> [Exercise directions]: In the records below, copy out word for word the lines from the one containing "of the stone" through the one containing "Target: stone pathway", including both of those lines.
## Begin
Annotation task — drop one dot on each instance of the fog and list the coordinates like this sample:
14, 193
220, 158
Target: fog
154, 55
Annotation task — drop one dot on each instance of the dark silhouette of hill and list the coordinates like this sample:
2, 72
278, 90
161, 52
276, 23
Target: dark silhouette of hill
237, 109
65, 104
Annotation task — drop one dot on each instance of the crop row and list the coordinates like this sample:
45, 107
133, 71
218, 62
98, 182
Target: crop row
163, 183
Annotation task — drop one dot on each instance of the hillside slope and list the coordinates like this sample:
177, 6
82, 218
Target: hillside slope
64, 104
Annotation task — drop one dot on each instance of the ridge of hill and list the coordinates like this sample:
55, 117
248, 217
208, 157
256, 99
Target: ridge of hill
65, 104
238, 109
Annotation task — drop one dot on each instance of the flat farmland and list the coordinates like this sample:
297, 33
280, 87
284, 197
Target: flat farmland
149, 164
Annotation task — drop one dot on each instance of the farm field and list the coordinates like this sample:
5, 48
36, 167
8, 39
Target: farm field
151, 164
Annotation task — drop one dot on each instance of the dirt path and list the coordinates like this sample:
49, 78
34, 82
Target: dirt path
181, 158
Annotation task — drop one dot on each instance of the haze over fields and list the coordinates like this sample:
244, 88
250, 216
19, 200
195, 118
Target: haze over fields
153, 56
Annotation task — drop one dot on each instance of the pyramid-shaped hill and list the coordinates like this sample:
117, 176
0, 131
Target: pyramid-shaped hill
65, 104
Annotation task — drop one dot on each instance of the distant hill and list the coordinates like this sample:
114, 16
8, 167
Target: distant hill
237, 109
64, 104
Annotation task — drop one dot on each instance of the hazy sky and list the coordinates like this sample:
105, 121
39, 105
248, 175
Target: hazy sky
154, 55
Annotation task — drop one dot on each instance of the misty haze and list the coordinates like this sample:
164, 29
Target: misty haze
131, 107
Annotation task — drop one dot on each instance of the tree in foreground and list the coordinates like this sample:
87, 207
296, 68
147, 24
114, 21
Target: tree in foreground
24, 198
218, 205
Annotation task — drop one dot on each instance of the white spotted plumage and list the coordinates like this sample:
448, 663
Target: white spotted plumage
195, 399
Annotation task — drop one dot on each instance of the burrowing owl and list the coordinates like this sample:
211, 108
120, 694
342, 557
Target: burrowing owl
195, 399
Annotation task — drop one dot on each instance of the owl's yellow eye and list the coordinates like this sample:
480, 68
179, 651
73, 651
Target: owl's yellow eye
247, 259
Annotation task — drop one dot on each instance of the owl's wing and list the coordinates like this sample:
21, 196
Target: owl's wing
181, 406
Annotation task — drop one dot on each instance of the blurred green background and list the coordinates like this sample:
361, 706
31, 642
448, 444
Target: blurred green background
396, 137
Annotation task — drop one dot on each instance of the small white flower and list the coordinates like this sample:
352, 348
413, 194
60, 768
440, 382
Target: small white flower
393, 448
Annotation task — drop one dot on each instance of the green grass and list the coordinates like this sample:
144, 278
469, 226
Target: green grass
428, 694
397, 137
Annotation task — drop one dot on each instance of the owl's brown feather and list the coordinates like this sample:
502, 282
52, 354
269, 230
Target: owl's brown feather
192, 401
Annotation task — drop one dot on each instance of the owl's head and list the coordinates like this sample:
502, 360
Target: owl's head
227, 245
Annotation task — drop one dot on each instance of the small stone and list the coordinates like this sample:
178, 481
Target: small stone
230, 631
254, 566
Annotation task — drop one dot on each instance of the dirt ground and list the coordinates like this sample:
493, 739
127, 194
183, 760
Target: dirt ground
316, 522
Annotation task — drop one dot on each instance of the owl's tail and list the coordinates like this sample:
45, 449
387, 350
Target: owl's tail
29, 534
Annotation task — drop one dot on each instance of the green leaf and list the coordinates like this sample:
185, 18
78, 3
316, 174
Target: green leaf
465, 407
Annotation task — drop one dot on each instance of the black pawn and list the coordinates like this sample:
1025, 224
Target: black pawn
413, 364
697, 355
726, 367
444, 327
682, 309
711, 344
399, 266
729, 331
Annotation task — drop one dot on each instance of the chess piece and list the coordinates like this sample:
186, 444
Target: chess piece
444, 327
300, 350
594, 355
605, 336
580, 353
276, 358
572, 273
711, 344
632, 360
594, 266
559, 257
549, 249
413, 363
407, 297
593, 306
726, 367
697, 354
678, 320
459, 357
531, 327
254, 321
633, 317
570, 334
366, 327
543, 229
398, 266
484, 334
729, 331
## End
## Begin
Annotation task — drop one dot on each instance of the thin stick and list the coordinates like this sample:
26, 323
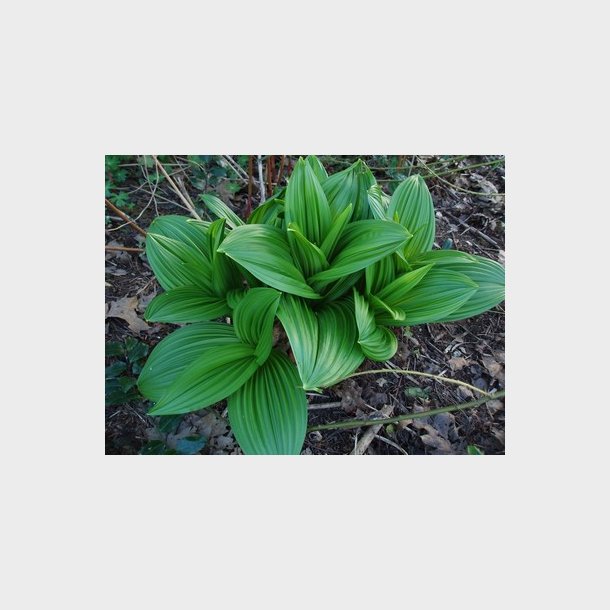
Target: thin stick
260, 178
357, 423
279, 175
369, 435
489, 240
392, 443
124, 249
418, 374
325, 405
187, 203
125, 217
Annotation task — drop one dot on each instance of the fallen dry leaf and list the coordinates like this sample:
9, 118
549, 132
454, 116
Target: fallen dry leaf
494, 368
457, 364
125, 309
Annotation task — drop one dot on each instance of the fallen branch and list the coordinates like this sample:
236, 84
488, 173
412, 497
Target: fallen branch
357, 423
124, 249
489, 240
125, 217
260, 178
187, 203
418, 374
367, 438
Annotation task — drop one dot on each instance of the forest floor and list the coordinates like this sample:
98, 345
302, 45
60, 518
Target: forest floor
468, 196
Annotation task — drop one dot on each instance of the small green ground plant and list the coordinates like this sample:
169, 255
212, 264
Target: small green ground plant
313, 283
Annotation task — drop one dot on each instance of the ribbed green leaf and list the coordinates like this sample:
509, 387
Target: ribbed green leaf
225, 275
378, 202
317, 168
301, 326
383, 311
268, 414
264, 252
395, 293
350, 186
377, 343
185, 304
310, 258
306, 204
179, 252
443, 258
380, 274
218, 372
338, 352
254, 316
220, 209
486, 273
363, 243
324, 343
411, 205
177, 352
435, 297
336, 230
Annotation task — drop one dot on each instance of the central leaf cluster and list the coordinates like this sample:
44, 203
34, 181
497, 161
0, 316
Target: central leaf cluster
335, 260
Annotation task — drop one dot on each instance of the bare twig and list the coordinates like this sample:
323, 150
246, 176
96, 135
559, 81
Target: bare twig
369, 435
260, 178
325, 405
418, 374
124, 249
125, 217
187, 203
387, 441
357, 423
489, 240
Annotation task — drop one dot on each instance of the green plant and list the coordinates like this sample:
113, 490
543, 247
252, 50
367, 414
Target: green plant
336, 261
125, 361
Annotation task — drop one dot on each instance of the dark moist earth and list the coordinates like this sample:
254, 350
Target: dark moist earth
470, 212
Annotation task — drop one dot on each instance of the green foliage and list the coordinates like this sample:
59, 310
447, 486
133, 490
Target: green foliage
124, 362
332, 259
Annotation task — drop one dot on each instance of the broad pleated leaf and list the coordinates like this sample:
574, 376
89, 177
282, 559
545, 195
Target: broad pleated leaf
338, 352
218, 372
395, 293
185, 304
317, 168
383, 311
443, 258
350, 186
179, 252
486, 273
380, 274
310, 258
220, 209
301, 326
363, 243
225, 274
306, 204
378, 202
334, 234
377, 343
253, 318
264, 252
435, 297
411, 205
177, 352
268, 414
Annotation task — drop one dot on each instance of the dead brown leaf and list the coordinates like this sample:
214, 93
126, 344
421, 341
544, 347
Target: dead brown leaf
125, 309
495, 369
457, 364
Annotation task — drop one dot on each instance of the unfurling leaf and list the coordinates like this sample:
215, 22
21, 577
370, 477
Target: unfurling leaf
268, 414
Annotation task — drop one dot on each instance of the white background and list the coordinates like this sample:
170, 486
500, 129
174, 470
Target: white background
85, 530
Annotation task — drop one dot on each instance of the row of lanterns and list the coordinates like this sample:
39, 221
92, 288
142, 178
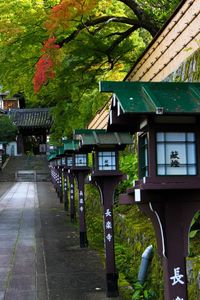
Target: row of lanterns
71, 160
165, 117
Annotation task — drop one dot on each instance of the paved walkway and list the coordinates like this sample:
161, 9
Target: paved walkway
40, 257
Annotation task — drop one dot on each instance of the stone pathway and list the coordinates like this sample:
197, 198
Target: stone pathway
## End
> [Response to the exercise]:
Annotation task — drop one dot on each instance of the stone pathway and list the coordinates like this sample:
197, 198
Target: stone pathway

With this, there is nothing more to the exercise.